Dataset records
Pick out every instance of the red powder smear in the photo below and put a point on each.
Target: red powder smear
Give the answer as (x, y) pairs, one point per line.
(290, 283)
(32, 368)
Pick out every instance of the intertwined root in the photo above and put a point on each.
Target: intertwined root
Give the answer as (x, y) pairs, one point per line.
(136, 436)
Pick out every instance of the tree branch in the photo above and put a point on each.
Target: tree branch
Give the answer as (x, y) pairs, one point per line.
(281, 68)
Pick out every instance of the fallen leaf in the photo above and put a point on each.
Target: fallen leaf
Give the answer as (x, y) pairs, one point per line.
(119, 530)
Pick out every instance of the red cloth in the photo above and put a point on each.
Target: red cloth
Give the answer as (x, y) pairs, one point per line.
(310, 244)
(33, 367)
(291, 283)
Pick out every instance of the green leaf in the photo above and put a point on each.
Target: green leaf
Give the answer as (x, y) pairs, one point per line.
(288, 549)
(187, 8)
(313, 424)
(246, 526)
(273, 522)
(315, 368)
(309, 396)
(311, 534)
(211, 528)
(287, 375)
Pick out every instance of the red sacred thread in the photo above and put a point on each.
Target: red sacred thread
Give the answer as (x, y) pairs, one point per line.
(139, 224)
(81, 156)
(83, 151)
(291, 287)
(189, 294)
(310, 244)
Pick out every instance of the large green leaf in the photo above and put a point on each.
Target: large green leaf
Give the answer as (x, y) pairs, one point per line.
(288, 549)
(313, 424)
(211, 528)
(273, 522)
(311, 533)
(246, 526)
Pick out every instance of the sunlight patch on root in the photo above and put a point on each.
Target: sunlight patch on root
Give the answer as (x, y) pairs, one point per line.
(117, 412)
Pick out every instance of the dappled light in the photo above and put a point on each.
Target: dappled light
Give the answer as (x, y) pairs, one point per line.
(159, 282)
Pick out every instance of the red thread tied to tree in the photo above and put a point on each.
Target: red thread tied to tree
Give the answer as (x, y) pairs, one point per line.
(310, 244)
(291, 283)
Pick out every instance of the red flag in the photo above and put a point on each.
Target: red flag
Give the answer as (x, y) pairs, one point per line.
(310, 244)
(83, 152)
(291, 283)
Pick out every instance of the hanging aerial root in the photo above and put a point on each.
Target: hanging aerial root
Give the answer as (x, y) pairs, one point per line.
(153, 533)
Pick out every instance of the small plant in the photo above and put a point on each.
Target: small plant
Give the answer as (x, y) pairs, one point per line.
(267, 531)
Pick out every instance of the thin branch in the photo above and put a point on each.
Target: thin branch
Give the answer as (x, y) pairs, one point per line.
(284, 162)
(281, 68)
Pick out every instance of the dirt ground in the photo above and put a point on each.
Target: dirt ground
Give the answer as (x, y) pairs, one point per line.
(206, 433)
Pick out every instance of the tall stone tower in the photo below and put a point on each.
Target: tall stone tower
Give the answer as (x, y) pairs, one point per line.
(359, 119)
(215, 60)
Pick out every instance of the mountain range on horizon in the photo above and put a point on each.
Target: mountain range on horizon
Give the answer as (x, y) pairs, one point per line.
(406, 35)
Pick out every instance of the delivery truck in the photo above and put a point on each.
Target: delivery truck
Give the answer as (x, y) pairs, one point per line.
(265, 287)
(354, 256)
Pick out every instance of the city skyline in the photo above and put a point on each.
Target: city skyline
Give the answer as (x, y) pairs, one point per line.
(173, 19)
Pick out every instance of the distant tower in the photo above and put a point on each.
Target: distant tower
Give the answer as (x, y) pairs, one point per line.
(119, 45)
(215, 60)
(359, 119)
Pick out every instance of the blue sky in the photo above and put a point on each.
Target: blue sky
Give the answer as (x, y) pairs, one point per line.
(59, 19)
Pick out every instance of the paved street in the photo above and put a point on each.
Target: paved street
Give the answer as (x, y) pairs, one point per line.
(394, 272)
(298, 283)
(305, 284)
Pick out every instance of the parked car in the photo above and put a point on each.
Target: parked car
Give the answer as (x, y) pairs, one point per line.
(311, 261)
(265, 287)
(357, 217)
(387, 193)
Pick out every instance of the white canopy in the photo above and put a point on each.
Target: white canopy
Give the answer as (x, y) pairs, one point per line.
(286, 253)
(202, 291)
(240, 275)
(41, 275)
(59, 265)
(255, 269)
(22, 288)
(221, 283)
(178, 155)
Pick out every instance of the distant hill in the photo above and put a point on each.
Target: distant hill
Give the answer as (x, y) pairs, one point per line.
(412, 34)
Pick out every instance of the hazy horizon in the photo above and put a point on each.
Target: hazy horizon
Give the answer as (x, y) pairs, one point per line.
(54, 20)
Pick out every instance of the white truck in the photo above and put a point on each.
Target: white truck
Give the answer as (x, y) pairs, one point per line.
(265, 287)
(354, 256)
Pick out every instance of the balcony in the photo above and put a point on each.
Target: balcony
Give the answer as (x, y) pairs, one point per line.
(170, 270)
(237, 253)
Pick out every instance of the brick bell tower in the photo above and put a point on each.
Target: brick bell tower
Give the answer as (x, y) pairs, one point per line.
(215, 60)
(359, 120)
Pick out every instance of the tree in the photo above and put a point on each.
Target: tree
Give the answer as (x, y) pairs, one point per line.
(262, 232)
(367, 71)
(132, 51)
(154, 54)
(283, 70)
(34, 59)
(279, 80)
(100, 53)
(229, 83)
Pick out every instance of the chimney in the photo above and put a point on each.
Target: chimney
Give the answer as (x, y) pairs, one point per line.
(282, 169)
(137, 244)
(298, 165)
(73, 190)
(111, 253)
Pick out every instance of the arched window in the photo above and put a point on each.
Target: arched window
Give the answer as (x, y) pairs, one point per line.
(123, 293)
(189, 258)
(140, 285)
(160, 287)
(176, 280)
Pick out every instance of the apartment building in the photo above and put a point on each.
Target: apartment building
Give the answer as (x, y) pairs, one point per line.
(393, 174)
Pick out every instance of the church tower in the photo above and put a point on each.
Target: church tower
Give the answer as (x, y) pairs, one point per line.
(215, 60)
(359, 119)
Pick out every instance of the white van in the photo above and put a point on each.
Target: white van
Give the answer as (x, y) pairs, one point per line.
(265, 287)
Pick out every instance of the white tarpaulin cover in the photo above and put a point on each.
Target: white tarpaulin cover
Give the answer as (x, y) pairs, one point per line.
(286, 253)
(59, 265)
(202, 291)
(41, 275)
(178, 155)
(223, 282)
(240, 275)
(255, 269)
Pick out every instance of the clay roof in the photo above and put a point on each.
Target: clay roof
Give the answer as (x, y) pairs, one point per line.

Instructions for the task | Write out all the lines again, exactly as they are.

Exercise result |
Pick out every instance of the red powder smear in the photo below and put a point on each.
Target: red powder smear
Give the answer as (x, y) pairs, one point per line.
(290, 283)
(32, 368)
Pick out every instance of the intertwined root in the photo above and put a point on each.
Target: intertwined root
Give the answer as (x, y) pairs, one point per line.
(136, 436)
Pick out every instance of the tree branch in the photo above and put a point on each.
Target: tree branch
Give the answer as (x, y) pairs, one point per line.
(281, 68)
Pick out every instance of the fallen leaf in the photo above and put a point on each.
Target: fallen leaf
Give the answer as (x, y) pairs, one point per line.
(119, 530)
Pick out every instance of the red cloth in the photo above and put a point on each.
Target: red cloth
Give the answer as (x, y) pairs, one point per line.
(310, 244)
(33, 367)
(291, 283)
Pick out every instance of the green leaf in the photo above and put a point on each.
Target: green leaf
Give the answer as (x, y) pairs, one point per line.
(288, 549)
(187, 8)
(313, 424)
(246, 526)
(273, 522)
(315, 368)
(309, 396)
(311, 534)
(211, 528)
(287, 375)
Pick out every instance of the red sacred thread in the photo above and put a point on each.
Target: red sacred thread
Give the answer as (x, y) pairs, one point per line.
(139, 224)
(81, 156)
(83, 151)
(291, 287)
(189, 294)
(310, 244)
Pick out every instance of the large green leaf in the photo above and put a point on each.
Target: large green leaf
Give the answer as (x, y) pairs, one point per line.
(288, 549)
(313, 424)
(211, 528)
(273, 522)
(311, 533)
(246, 526)
Pick out every instance of the sunlight patch on root in the photo above and put a point on each.
Target: sunlight patch on root
Give the answer as (x, y) pairs, one point per line.
(117, 412)
Pick out every instance of the dappled light in the photo above and put a point on each.
Target: dappled light
Give the answer as (x, y) pairs, one point per line.
(159, 282)
Pick out every instance of the red thread tied to tree in the photo above and put a point on each.
Target: red thread tied to tree
Give the answer as (x, y) pairs, one point per line.
(310, 244)
(291, 283)
Pick out every instance of the red flag in the photo above and put a point on each.
Target: red flag
Give the answer as (x, y) pairs, one point per line.
(310, 244)
(83, 152)
(291, 283)
Pick out every instance of the hanging aerial root in the photo above and put a point on each.
Target: hanging aerial root
Give the answer as (x, y) pairs, one point per line.
(153, 533)
Pick out every instance of the small plant in the photo above and put a point on each.
Target: small plant
Give the answer as (x, y) pairs, one point per line.
(267, 531)
Pick out every instance of the thin branch in the photo above and put a point on each.
Target: thin branch
Give the answer as (x, y) pairs, one point per line.
(284, 162)
(281, 68)
Pick out every instance of the dirt ground in the photo above and put a point on each.
Target: dirt ground
Give the answer as (x, y) pairs, one point per line.
(206, 433)
Pick out every instance of the tall stone tower in the photo below and put a point on each.
Target: tall stone tower
Give the answer as (x, y) pairs, one point per line.
(359, 119)
(215, 60)
Pick out every instance of the mountain range on horizon in the photo above and put a point on each.
Target: mountain range on horizon
Give the answer as (x, y) pairs, one point per line.
(406, 35)
Pick out every instance of the delivery truck in the photo above and put a point on each.
Target: delivery truck
Give the answer as (x, y) pairs, one point per line.
(265, 287)
(354, 256)
Pick out every instance of the city skyline in the photo above and put a point on each.
Target: city skyline
Give the answer as (x, y) pairs, one point per line.
(173, 19)
Pick out every instance of the distant tower in the photo above and put a point on each.
Target: distant tower
Give the answer as (x, y) pairs, one point per line.
(119, 45)
(215, 60)
(359, 119)
Pick out every instance of the blue sky in the photo above and put a point on each.
Target: blue sky
Give the answer as (x, y) pairs, one point per line.
(59, 19)
Pick out every instance of the paved street in the photo above and put a point on each.
Target: paved street
Give the answer as (x, y) pairs, one point per line.
(394, 272)
(298, 283)
(305, 284)
Pick out every instance of the parked car in the photo above and put a point on each.
Target: parked car
Give the answer as (x, y) pairs, one point per line.
(311, 261)
(265, 287)
(357, 217)
(387, 193)
Pick out every instance of the white canopy in the photo above and put a point on each.
Target: white canopy
Give the answer as (x, y) pairs, one point per line.
(286, 253)
(202, 291)
(240, 275)
(41, 275)
(59, 265)
(255, 269)
(22, 288)
(221, 283)
(178, 155)
Pick out every instance of the distant hill in the photo above and put a point on each.
Target: distant hill
Give the answer as (x, y) pairs, one point per line.
(412, 34)
Pick out every instance of the hazy horizon in the photo above and put a point on each.
Target: hazy horizon
Give the answer as (x, y) pairs, one point per line.
(54, 20)
Pick out every instance of the white truck in the photo above and put a point on each.
Target: white truck
Give the answer as (x, y) pairs, one point per line.
(265, 287)
(354, 256)
Pick out every instance of the balcony in the photo above and put a point on each.
Target: balcony
Give the answer as (x, y) pairs, one point per line.
(170, 270)
(237, 253)
Pick out every instance of the brick bell tower in the photo above and put a point on each.
Target: brick bell tower
Give the answer as (x, y) pairs, one point per line.
(215, 60)
(359, 120)
Pick out every instance of the tree in the photo above and put a point on each.
Target: tree
Give the answer as (x, y) pairs, one point per line.
(262, 232)
(367, 71)
(132, 51)
(154, 54)
(283, 70)
(34, 59)
(279, 80)
(100, 53)
(229, 83)
Pick out every instance of the chimney in the photo above and put a point on each.
Target: chimney
Give the answer as (x, y) pairs, one point per line.
(282, 169)
(137, 244)
(298, 165)
(73, 190)
(111, 253)
Pick out every instance of the arched window in the photo above and put a point on each.
Target: arched window
Give the answer as (x, y) pairs, one point per line.
(123, 293)
(189, 258)
(140, 285)
(160, 287)
(176, 280)
Pick out every instance of the apartment building in the photo above and put a point on each.
Target: apartment building
Give the answer as (x, y) pairs, one point per line.
(393, 174)
Pick out every instance of the church tower in the photo above and put a point on each.
Target: church tower
Give the answer as (x, y) pairs, one point per line.
(215, 60)
(359, 119)
Pick out every instance of the white van in the photo above and put a point on each.
Target: white van
Give the answer as (x, y) pairs, one point per line.
(265, 287)
Pick out every instance of the white tarpaulin cover in the photo above and put a point on each.
Target: white tarpaulin cover
Give the answer as (x, y) pairs, one point per line.
(286, 253)
(59, 265)
(202, 291)
(41, 275)
(178, 155)
(223, 282)
(240, 275)
(255, 269)
Pick out every instance of the clay roof in the photo above and put a point on each.
Target: clay roof
Give the answer as (x, y) pairs, one point per line.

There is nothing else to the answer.